■ Given data:
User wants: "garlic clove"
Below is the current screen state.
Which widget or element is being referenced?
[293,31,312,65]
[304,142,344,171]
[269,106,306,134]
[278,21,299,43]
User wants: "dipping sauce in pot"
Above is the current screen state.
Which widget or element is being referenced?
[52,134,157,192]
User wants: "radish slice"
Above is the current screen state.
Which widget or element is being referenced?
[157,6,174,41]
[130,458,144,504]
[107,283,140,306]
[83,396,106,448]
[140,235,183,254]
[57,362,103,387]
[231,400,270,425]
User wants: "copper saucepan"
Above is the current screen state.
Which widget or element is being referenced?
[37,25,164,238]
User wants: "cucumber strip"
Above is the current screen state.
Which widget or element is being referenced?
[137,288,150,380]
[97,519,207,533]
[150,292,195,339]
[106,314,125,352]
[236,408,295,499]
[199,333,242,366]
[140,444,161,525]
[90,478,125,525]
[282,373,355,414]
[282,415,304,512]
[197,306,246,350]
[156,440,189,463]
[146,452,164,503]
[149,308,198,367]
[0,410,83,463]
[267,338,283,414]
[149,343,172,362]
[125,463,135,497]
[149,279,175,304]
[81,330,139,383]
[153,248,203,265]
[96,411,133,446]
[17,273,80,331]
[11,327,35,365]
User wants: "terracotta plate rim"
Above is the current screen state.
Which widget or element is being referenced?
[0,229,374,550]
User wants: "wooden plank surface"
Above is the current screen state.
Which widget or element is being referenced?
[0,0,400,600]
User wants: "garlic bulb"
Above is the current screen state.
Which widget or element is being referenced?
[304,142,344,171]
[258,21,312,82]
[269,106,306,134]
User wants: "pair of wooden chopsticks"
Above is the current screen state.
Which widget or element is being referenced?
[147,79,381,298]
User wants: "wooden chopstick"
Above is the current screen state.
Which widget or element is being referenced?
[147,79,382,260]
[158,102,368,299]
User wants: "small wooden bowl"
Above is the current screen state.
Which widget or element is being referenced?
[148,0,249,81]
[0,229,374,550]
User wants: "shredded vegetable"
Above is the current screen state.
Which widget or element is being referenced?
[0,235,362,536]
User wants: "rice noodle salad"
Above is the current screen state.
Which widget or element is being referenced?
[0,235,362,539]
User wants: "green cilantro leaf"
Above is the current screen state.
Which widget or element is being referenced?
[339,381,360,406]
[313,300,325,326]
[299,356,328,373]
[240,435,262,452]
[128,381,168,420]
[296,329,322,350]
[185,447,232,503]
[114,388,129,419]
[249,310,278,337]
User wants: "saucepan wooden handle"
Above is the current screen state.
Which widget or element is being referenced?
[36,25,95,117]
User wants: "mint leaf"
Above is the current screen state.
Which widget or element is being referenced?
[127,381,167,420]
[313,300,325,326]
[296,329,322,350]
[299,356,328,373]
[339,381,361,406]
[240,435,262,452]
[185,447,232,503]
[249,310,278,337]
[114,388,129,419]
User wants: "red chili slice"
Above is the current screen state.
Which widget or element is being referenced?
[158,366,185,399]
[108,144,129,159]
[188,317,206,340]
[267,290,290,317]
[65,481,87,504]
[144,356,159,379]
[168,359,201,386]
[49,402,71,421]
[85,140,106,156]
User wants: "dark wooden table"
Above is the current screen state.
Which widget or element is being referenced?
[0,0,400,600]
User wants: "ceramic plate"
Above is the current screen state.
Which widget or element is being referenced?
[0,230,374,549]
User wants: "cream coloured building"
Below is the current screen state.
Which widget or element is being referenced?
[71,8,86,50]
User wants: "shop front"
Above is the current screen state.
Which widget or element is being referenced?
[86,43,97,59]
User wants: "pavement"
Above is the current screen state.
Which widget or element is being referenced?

■ Required task:
Locate each line in the items above that contains the word "garlic", and copy those lines out.

■ Finished exercise:
User wants: "garlic clove"
User wants: "garlic bulb"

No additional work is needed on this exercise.